• [WHAT YOU NEED TO DO]: Write out each line of the entries exactly, starting at the first and finishing with the line that contains "Target: burnt ground".

[EXTRACTED RECORDS Boundary: Start]

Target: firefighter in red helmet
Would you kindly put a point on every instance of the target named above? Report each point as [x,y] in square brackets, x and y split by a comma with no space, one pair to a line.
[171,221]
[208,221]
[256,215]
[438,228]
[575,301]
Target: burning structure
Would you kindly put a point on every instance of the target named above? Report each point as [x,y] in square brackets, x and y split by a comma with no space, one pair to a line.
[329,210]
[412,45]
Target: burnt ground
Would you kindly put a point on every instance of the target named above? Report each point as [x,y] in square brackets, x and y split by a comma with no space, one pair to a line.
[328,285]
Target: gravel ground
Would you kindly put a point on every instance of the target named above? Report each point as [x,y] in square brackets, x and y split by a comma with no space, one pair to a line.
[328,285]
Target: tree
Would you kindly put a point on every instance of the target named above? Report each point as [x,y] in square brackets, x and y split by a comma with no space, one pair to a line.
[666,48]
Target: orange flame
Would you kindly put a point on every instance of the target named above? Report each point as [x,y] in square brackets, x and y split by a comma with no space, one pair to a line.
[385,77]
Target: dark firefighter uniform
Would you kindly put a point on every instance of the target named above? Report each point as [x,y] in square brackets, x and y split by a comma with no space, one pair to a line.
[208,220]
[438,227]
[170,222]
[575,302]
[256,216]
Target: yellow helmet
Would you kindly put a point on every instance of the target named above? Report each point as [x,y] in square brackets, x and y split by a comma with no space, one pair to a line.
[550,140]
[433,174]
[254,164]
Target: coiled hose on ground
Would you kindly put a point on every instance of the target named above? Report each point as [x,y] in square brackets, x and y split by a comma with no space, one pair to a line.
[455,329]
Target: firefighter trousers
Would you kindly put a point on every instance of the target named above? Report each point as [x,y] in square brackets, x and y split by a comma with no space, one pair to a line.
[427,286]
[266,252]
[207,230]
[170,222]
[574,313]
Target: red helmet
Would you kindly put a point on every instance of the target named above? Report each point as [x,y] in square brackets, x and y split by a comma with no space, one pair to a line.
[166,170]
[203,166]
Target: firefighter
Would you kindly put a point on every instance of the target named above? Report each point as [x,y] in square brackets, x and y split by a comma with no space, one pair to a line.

[EXTRACTED RECORDS Boundary: End]

• [OUTPUT FOR THIS EXERCISE]:
Target: firefighter in red helmet
Would you kindly put a point on every instance of the target named above? Report each point as [x,y] in square brackets, x and y split by a comma with no space, one pair to a line.
[171,221]
[208,221]
[256,215]
[438,228]
[575,301]
Target: burning structure
Would you kindly put a point on every instance of the target named above? Report each point as [x,y] in square brackets, x and y split by a comma with no space, one pair to a line.
[329,210]
[412,45]
Target: burnt ground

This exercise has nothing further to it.